── Records for this task ──

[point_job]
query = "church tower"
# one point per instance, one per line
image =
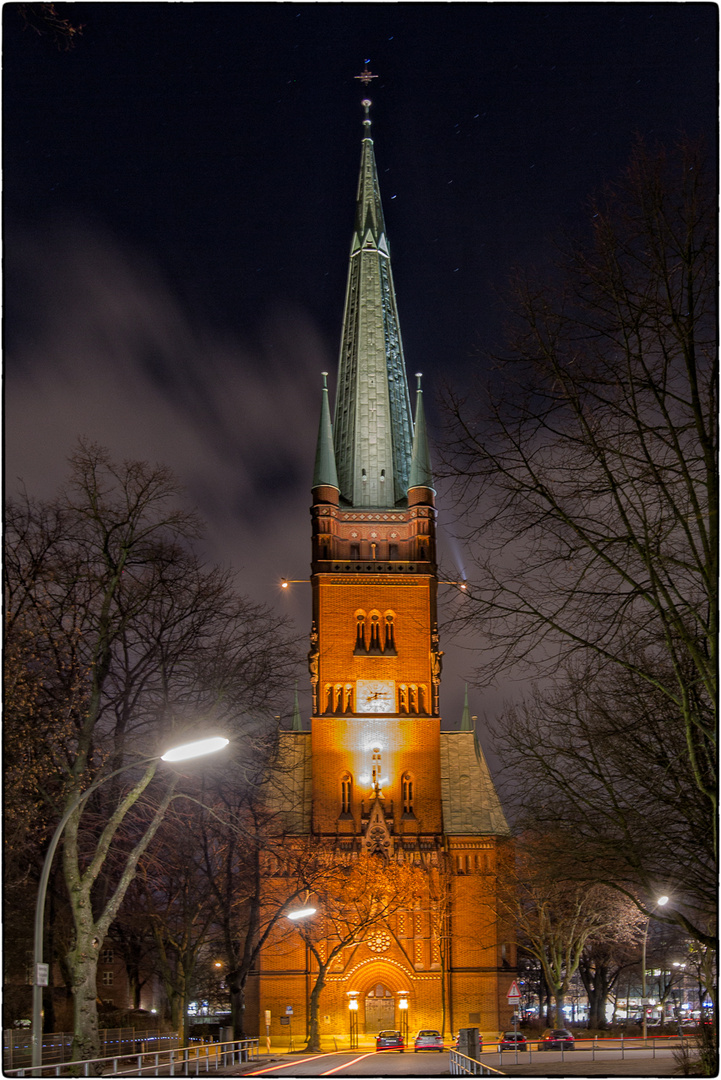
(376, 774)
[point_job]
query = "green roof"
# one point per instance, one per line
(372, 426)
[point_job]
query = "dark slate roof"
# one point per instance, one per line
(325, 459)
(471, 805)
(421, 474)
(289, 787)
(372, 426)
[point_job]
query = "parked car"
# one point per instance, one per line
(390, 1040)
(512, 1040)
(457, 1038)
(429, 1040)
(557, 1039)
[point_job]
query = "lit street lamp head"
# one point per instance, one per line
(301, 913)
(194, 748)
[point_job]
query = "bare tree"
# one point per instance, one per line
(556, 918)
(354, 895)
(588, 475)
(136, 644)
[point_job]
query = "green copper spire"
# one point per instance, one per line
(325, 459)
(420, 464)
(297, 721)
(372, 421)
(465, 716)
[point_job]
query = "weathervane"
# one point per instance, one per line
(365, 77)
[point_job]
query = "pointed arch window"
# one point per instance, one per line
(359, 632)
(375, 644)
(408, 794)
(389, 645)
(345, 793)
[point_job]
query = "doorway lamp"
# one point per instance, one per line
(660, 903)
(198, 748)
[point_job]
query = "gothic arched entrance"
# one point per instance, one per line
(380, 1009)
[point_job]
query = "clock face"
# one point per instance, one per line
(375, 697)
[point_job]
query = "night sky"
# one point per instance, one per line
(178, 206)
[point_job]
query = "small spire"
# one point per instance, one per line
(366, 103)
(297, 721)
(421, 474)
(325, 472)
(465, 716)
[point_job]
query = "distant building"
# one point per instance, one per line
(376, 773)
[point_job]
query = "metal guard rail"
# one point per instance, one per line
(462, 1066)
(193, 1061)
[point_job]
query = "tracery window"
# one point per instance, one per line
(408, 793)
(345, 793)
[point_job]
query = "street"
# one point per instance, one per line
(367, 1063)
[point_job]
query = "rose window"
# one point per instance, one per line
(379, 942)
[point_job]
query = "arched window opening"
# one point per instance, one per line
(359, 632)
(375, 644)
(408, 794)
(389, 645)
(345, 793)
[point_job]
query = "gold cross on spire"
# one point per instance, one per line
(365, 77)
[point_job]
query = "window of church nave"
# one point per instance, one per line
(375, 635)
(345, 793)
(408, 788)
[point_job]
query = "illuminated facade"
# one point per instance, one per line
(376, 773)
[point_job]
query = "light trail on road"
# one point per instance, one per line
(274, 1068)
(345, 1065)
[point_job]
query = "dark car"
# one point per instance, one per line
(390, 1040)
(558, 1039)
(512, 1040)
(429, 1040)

───
── Records for this task ──

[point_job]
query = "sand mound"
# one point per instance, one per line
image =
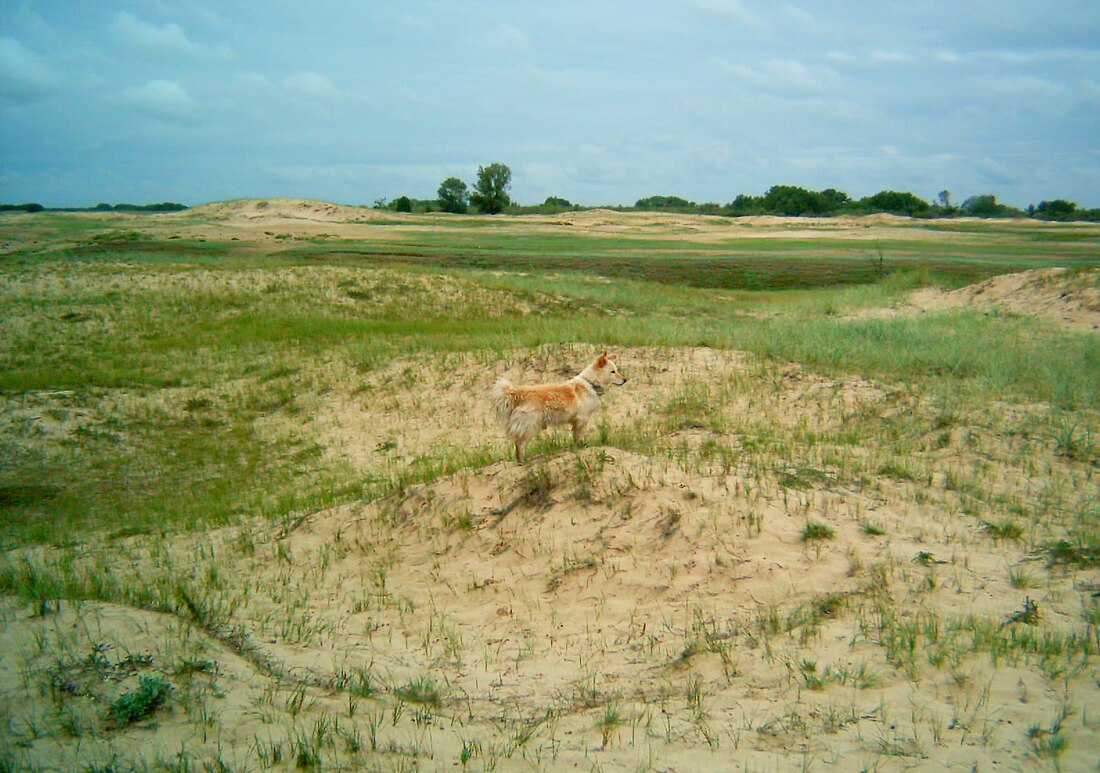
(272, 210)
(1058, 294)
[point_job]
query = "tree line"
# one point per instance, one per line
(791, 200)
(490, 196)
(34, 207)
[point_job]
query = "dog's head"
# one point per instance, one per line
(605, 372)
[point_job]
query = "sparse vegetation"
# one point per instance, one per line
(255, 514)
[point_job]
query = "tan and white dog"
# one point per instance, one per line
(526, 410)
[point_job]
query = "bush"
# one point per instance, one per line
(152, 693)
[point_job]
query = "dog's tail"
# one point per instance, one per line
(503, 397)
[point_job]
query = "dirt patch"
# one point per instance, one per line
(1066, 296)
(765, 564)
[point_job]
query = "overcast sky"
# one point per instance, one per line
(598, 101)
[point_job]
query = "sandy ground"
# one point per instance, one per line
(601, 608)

───

If a line in the records contains the string "window", copy it out.

query = "pointed arch window"
query = "tracery window"
query = "rose window"
query = "arched window opening"
query = "window of church nave"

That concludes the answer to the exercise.